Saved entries
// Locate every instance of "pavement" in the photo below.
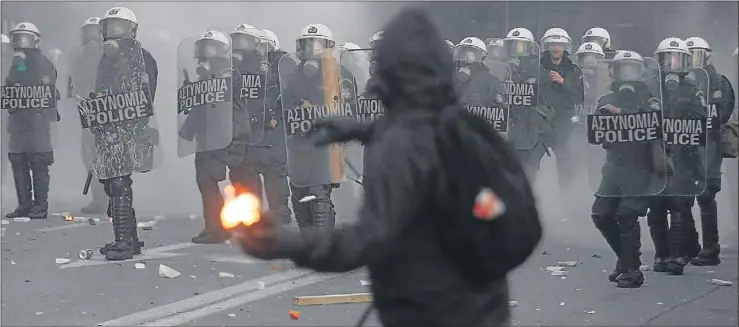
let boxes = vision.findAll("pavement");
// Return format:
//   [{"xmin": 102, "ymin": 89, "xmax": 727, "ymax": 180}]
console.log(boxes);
[{"xmin": 1, "ymin": 168, "xmax": 737, "ymax": 326}]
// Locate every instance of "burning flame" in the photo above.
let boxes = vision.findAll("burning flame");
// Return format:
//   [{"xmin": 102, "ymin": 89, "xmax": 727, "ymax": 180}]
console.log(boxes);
[{"xmin": 220, "ymin": 185, "xmax": 261, "ymax": 229}]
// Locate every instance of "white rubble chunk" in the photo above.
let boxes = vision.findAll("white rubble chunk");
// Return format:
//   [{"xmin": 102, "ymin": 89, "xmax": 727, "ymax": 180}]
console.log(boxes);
[
  {"xmin": 551, "ymin": 270, "xmax": 568, "ymax": 276},
  {"xmin": 585, "ymin": 310, "xmax": 595, "ymax": 315},
  {"xmin": 710, "ymin": 279, "xmax": 733, "ymax": 286},
  {"xmin": 11, "ymin": 260, "xmax": 16, "ymax": 265},
  {"xmin": 190, "ymin": 275, "xmax": 197, "ymax": 279},
  {"xmin": 137, "ymin": 221, "xmax": 156, "ymax": 229},
  {"xmin": 558, "ymin": 261, "xmax": 578, "ymax": 267},
  {"xmin": 13, "ymin": 217, "xmax": 30, "ymax": 222},
  {"xmin": 158, "ymin": 264, "xmax": 181, "ymax": 278},
  {"xmin": 55, "ymin": 258, "xmax": 70, "ymax": 264},
  {"xmin": 559, "ymin": 302, "xmax": 565, "ymax": 306},
  {"xmin": 360, "ymin": 280, "xmax": 371, "ymax": 286},
  {"xmin": 2, "ymin": 219, "xmax": 9, "ymax": 225},
  {"xmin": 154, "ymin": 215, "xmax": 167, "ymax": 222},
  {"xmin": 134, "ymin": 263, "xmax": 146, "ymax": 269},
  {"xmin": 508, "ymin": 300, "xmax": 518, "ymax": 307},
  {"xmin": 189, "ymin": 214, "xmax": 198, "ymax": 220},
  {"xmin": 228, "ymin": 313, "xmax": 236, "ymax": 318},
  {"xmin": 219, "ymin": 272, "xmax": 235, "ymax": 278},
  {"xmin": 546, "ymin": 266, "xmax": 565, "ymax": 272},
  {"xmin": 257, "ymin": 281, "xmax": 266, "ymax": 289}
]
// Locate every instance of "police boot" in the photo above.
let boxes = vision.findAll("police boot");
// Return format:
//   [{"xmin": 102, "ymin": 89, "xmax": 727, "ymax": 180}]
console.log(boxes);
[
  {"xmin": 591, "ymin": 214, "xmax": 623, "ymax": 282},
  {"xmin": 6, "ymin": 168, "xmax": 32, "ymax": 218},
  {"xmin": 291, "ymin": 190, "xmax": 314, "ymax": 231},
  {"xmin": 105, "ymin": 196, "xmax": 134, "ymax": 261},
  {"xmin": 665, "ymin": 211, "xmax": 689, "ymax": 275},
  {"xmin": 192, "ymin": 183, "xmax": 229, "ymax": 244},
  {"xmin": 615, "ymin": 214, "xmax": 644, "ymax": 288},
  {"xmin": 312, "ymin": 185, "xmax": 336, "ymax": 230},
  {"xmin": 81, "ymin": 181, "xmax": 108, "ymax": 214},
  {"xmin": 692, "ymin": 198, "xmax": 721, "ymax": 266},
  {"xmin": 647, "ymin": 212, "xmax": 669, "ymax": 272},
  {"xmin": 684, "ymin": 210, "xmax": 701, "ymax": 259},
  {"xmin": 28, "ymin": 165, "xmax": 50, "ymax": 219},
  {"xmin": 100, "ymin": 208, "xmax": 143, "ymax": 255}
]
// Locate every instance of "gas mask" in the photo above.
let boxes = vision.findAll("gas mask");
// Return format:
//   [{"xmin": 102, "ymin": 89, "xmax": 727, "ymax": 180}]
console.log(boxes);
[
  {"xmin": 260, "ymin": 61, "xmax": 269, "ymax": 73},
  {"xmin": 12, "ymin": 51, "xmax": 26, "ymax": 66},
  {"xmin": 196, "ymin": 60, "xmax": 211, "ymax": 78},
  {"xmin": 369, "ymin": 60, "xmax": 378, "ymax": 75},
  {"xmin": 457, "ymin": 66, "xmax": 472, "ymax": 82},
  {"xmin": 103, "ymin": 39, "xmax": 120, "ymax": 57},
  {"xmin": 664, "ymin": 73, "xmax": 680, "ymax": 91},
  {"xmin": 617, "ymin": 83, "xmax": 635, "ymax": 93},
  {"xmin": 303, "ymin": 59, "xmax": 319, "ymax": 76}
]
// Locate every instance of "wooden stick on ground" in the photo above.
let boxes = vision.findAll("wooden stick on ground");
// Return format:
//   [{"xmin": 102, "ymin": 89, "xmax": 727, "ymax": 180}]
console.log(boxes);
[{"xmin": 294, "ymin": 293, "xmax": 372, "ymax": 306}]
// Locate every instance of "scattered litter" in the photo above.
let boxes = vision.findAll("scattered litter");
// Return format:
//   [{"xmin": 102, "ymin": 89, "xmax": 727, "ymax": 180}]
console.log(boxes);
[
  {"xmin": 592, "ymin": 254, "xmax": 602, "ymax": 258},
  {"xmin": 2, "ymin": 219, "xmax": 9, "ymax": 225},
  {"xmin": 134, "ymin": 263, "xmax": 146, "ymax": 269},
  {"xmin": 55, "ymin": 258, "xmax": 70, "ymax": 264},
  {"xmin": 189, "ymin": 214, "xmax": 198, "ymax": 220},
  {"xmin": 657, "ymin": 302, "xmax": 664, "ymax": 305},
  {"xmin": 541, "ymin": 250, "xmax": 551, "ymax": 255},
  {"xmin": 560, "ymin": 276, "xmax": 567, "ymax": 280},
  {"xmin": 13, "ymin": 217, "xmax": 30, "ymax": 222},
  {"xmin": 190, "ymin": 275, "xmax": 197, "ymax": 279},
  {"xmin": 640, "ymin": 265, "xmax": 651, "ymax": 271},
  {"xmin": 79, "ymin": 249, "xmax": 94, "ymax": 260},
  {"xmin": 35, "ymin": 312, "xmax": 43, "ymax": 316},
  {"xmin": 219, "ymin": 272, "xmax": 235, "ymax": 278},
  {"xmin": 551, "ymin": 270, "xmax": 567, "ymax": 276},
  {"xmin": 565, "ymin": 248, "xmax": 571, "ymax": 251},
  {"xmin": 546, "ymin": 266, "xmax": 565, "ymax": 272},
  {"xmin": 154, "ymin": 215, "xmax": 167, "ymax": 222},
  {"xmin": 88, "ymin": 218, "xmax": 97, "ymax": 225},
  {"xmin": 228, "ymin": 313, "xmax": 236, "ymax": 318},
  {"xmin": 299, "ymin": 195, "xmax": 316, "ymax": 203},
  {"xmin": 559, "ymin": 302, "xmax": 565, "ymax": 306},
  {"xmin": 707, "ymin": 270, "xmax": 715, "ymax": 273},
  {"xmin": 63, "ymin": 212, "xmax": 73, "ymax": 221},
  {"xmin": 576, "ymin": 288, "xmax": 581, "ymax": 292},
  {"xmin": 158, "ymin": 264, "xmax": 181, "ymax": 278},
  {"xmin": 15, "ymin": 232, "xmax": 19, "ymax": 235},
  {"xmin": 360, "ymin": 280, "xmax": 371, "ymax": 286},
  {"xmin": 710, "ymin": 279, "xmax": 733, "ymax": 286},
  {"xmin": 508, "ymin": 300, "xmax": 518, "ymax": 307},
  {"xmin": 558, "ymin": 261, "xmax": 578, "ymax": 267},
  {"xmin": 585, "ymin": 310, "xmax": 595, "ymax": 315},
  {"xmin": 11, "ymin": 260, "xmax": 16, "ymax": 265},
  {"xmin": 137, "ymin": 221, "xmax": 156, "ymax": 230},
  {"xmin": 289, "ymin": 310, "xmax": 301, "ymax": 320},
  {"xmin": 257, "ymin": 281, "xmax": 266, "ymax": 290}
]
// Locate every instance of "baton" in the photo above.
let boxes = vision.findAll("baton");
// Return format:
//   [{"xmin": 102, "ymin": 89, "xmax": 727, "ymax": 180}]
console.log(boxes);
[
  {"xmin": 183, "ymin": 69, "xmax": 191, "ymax": 85},
  {"xmin": 542, "ymin": 143, "xmax": 552, "ymax": 157},
  {"xmin": 343, "ymin": 157, "xmax": 364, "ymax": 186},
  {"xmin": 83, "ymin": 171, "xmax": 93, "ymax": 195}
]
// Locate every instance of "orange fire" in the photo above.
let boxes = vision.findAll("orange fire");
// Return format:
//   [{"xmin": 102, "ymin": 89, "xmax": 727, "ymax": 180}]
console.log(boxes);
[{"xmin": 220, "ymin": 185, "xmax": 261, "ymax": 229}]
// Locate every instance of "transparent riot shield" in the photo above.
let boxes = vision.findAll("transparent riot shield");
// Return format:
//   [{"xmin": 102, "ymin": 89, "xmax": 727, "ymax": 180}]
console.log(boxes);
[
  {"xmin": 176, "ymin": 32, "xmax": 234, "ymax": 158},
  {"xmin": 68, "ymin": 43, "xmax": 105, "ymax": 170},
  {"xmin": 339, "ymin": 48, "xmax": 373, "ymax": 181},
  {"xmin": 1, "ymin": 51, "xmax": 59, "ymax": 154},
  {"xmin": 503, "ymin": 43, "xmax": 541, "ymax": 150},
  {"xmin": 579, "ymin": 62, "xmax": 610, "ymax": 126},
  {"xmin": 279, "ymin": 50, "xmax": 350, "ymax": 187},
  {"xmin": 584, "ymin": 57, "xmax": 667, "ymax": 197},
  {"xmin": 455, "ymin": 60, "xmax": 510, "ymax": 134},
  {"xmin": 654, "ymin": 67, "xmax": 708, "ymax": 196},
  {"xmin": 485, "ymin": 59, "xmax": 512, "ymax": 84},
  {"xmin": 76, "ymin": 38, "xmax": 161, "ymax": 180}
]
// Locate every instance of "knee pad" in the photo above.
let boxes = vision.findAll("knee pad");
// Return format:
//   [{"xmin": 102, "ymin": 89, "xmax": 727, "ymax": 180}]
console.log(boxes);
[{"xmin": 109, "ymin": 177, "xmax": 132, "ymax": 197}]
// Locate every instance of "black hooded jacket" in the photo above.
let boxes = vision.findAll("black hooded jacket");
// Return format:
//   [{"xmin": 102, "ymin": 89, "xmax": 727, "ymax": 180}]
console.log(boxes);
[
  {"xmin": 539, "ymin": 52, "xmax": 584, "ymax": 118},
  {"xmin": 239, "ymin": 7, "xmax": 542, "ymax": 327}
]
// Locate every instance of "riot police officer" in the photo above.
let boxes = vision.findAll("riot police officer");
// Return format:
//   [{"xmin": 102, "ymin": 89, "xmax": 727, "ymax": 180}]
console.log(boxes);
[
  {"xmin": 589, "ymin": 51, "xmax": 660, "ymax": 288},
  {"xmin": 453, "ymin": 37, "xmax": 504, "ymax": 123},
  {"xmin": 685, "ymin": 37, "xmax": 736, "ymax": 266},
  {"xmin": 72, "ymin": 17, "xmax": 109, "ymax": 214},
  {"xmin": 93, "ymin": 7, "xmax": 158, "ymax": 260},
  {"xmin": 539, "ymin": 28, "xmax": 584, "ymax": 193},
  {"xmin": 1, "ymin": 34, "xmax": 12, "ymax": 182},
  {"xmin": 647, "ymin": 38, "xmax": 707, "ymax": 276},
  {"xmin": 3, "ymin": 22, "xmax": 59, "ymax": 220},
  {"xmin": 582, "ymin": 27, "xmax": 617, "ymax": 59}
]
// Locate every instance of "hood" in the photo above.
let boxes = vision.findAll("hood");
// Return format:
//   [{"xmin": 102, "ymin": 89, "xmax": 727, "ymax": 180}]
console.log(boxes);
[{"xmin": 369, "ymin": 7, "xmax": 456, "ymax": 115}]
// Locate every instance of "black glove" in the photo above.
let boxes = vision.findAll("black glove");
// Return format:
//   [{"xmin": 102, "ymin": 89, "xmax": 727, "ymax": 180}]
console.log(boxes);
[
  {"xmin": 308, "ymin": 116, "xmax": 372, "ymax": 146},
  {"xmin": 235, "ymin": 211, "xmax": 289, "ymax": 260}
]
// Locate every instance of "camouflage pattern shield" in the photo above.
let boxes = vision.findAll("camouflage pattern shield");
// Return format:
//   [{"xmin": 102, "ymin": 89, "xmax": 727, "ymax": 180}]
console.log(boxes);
[
  {"xmin": 654, "ymin": 67, "xmax": 708, "ymax": 196},
  {"xmin": 503, "ymin": 43, "xmax": 541, "ymax": 150},
  {"xmin": 279, "ymin": 50, "xmax": 351, "ymax": 187},
  {"xmin": 176, "ymin": 32, "xmax": 234, "ymax": 158},
  {"xmin": 77, "ymin": 38, "xmax": 161, "ymax": 180},
  {"xmin": 454, "ymin": 60, "xmax": 509, "ymax": 135},
  {"xmin": 585, "ymin": 56, "xmax": 666, "ymax": 197},
  {"xmin": 1, "ymin": 50, "xmax": 59, "ymax": 154}
]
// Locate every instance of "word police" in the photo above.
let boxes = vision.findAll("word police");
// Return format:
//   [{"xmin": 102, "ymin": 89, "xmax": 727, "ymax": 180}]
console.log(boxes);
[
  {"xmin": 502, "ymin": 82, "xmax": 538, "ymax": 107},
  {"xmin": 240, "ymin": 74, "xmax": 264, "ymax": 99},
  {"xmin": 357, "ymin": 99, "xmax": 384, "ymax": 122},
  {"xmin": 285, "ymin": 102, "xmax": 354, "ymax": 135},
  {"xmin": 587, "ymin": 112, "xmax": 661, "ymax": 144},
  {"xmin": 465, "ymin": 105, "xmax": 508, "ymax": 132},
  {"xmin": 1, "ymin": 85, "xmax": 55, "ymax": 110},
  {"xmin": 178, "ymin": 78, "xmax": 232, "ymax": 115},
  {"xmin": 79, "ymin": 89, "xmax": 153, "ymax": 128},
  {"xmin": 663, "ymin": 118, "xmax": 706, "ymax": 146}
]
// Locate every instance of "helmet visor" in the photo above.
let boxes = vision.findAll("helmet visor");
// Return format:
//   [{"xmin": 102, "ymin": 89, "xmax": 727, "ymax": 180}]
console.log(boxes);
[
  {"xmin": 101, "ymin": 18, "xmax": 135, "ymax": 39},
  {"xmin": 689, "ymin": 49, "xmax": 709, "ymax": 68},
  {"xmin": 11, "ymin": 32, "xmax": 36, "ymax": 48},
  {"xmin": 297, "ymin": 37, "xmax": 333, "ymax": 60},
  {"xmin": 576, "ymin": 52, "xmax": 605, "ymax": 66},
  {"xmin": 542, "ymin": 36, "xmax": 571, "ymax": 53},
  {"xmin": 657, "ymin": 52, "xmax": 690, "ymax": 73},
  {"xmin": 81, "ymin": 25, "xmax": 101, "ymax": 43},
  {"xmin": 613, "ymin": 61, "xmax": 644, "ymax": 82},
  {"xmin": 505, "ymin": 39, "xmax": 534, "ymax": 57},
  {"xmin": 453, "ymin": 45, "xmax": 485, "ymax": 64},
  {"xmin": 194, "ymin": 38, "xmax": 229, "ymax": 59},
  {"xmin": 486, "ymin": 44, "xmax": 505, "ymax": 61},
  {"xmin": 582, "ymin": 35, "xmax": 607, "ymax": 48},
  {"xmin": 232, "ymin": 33, "xmax": 260, "ymax": 52}
]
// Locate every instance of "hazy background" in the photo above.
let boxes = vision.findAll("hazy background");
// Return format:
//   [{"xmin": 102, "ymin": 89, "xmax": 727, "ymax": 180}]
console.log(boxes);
[{"xmin": 0, "ymin": 1, "xmax": 737, "ymax": 243}]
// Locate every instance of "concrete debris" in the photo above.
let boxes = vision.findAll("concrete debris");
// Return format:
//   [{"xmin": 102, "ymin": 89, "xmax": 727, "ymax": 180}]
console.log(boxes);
[
  {"xmin": 158, "ymin": 264, "xmax": 181, "ymax": 278},
  {"xmin": 257, "ymin": 281, "xmax": 266, "ymax": 290},
  {"xmin": 710, "ymin": 279, "xmax": 733, "ymax": 286},
  {"xmin": 360, "ymin": 280, "xmax": 371, "ymax": 286},
  {"xmin": 137, "ymin": 221, "xmax": 156, "ymax": 230},
  {"xmin": 228, "ymin": 313, "xmax": 236, "ymax": 318},
  {"xmin": 551, "ymin": 270, "xmax": 568, "ymax": 276},
  {"xmin": 546, "ymin": 266, "xmax": 565, "ymax": 272},
  {"xmin": 55, "ymin": 258, "xmax": 70, "ymax": 264},
  {"xmin": 2, "ymin": 219, "xmax": 9, "ymax": 225},
  {"xmin": 219, "ymin": 272, "xmax": 235, "ymax": 278},
  {"xmin": 134, "ymin": 263, "xmax": 146, "ymax": 269},
  {"xmin": 559, "ymin": 302, "xmax": 565, "ymax": 306},
  {"xmin": 557, "ymin": 261, "xmax": 578, "ymax": 267},
  {"xmin": 13, "ymin": 217, "xmax": 30, "ymax": 222},
  {"xmin": 508, "ymin": 300, "xmax": 518, "ymax": 307},
  {"xmin": 585, "ymin": 310, "xmax": 595, "ymax": 315}
]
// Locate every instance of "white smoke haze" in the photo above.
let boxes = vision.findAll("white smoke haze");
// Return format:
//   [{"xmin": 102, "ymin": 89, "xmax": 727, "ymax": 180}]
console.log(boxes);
[{"xmin": 1, "ymin": 1, "xmax": 736, "ymax": 250}]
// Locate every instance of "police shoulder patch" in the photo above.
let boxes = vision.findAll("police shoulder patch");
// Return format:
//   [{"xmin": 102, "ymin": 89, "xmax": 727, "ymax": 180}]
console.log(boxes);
[
  {"xmin": 650, "ymin": 101, "xmax": 660, "ymax": 110},
  {"xmin": 496, "ymin": 94, "xmax": 503, "ymax": 103}
]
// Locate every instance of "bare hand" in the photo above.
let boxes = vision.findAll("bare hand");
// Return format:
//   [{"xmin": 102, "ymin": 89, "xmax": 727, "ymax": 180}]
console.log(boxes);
[
  {"xmin": 299, "ymin": 100, "xmax": 312, "ymax": 109},
  {"xmin": 549, "ymin": 71, "xmax": 564, "ymax": 84},
  {"xmin": 600, "ymin": 104, "xmax": 621, "ymax": 114},
  {"xmin": 271, "ymin": 119, "xmax": 277, "ymax": 129}
]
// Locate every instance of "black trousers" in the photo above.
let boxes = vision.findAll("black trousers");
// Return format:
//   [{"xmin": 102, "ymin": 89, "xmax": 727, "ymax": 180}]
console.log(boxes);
[
  {"xmin": 591, "ymin": 196, "xmax": 649, "ymax": 271},
  {"xmin": 647, "ymin": 196, "xmax": 694, "ymax": 258},
  {"xmin": 289, "ymin": 183, "xmax": 336, "ymax": 230},
  {"xmin": 8, "ymin": 151, "xmax": 53, "ymax": 210}
]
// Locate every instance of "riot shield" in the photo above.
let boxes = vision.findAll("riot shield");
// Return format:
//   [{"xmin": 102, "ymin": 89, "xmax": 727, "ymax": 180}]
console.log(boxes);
[
  {"xmin": 176, "ymin": 32, "xmax": 234, "ymax": 158},
  {"xmin": 279, "ymin": 50, "xmax": 352, "ymax": 187},
  {"xmin": 584, "ymin": 57, "xmax": 666, "ymax": 197},
  {"xmin": 339, "ymin": 48, "xmax": 374, "ymax": 180},
  {"xmin": 76, "ymin": 38, "xmax": 161, "ymax": 180},
  {"xmin": 68, "ymin": 43, "xmax": 105, "ymax": 169},
  {"xmin": 578, "ymin": 62, "xmax": 610, "ymax": 126},
  {"xmin": 1, "ymin": 51, "xmax": 58, "ymax": 154},
  {"xmin": 455, "ymin": 60, "xmax": 510, "ymax": 134},
  {"xmin": 503, "ymin": 44, "xmax": 541, "ymax": 150},
  {"xmin": 484, "ymin": 59, "xmax": 512, "ymax": 83},
  {"xmin": 654, "ymin": 67, "xmax": 708, "ymax": 196}
]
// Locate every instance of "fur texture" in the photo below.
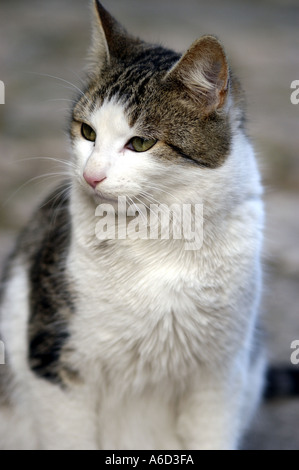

* **Directions**
Which lines in the records above contain the string "white"? Copy each one.

* **Output below**
// Locate every instance of "white rubble chunk" in the photo above.
let boxes = vision.findAll("white rubble chunk");
// Locate every instance of "white smoke haze" in the photo above.
let boxes = vision.findAll("white smoke haze");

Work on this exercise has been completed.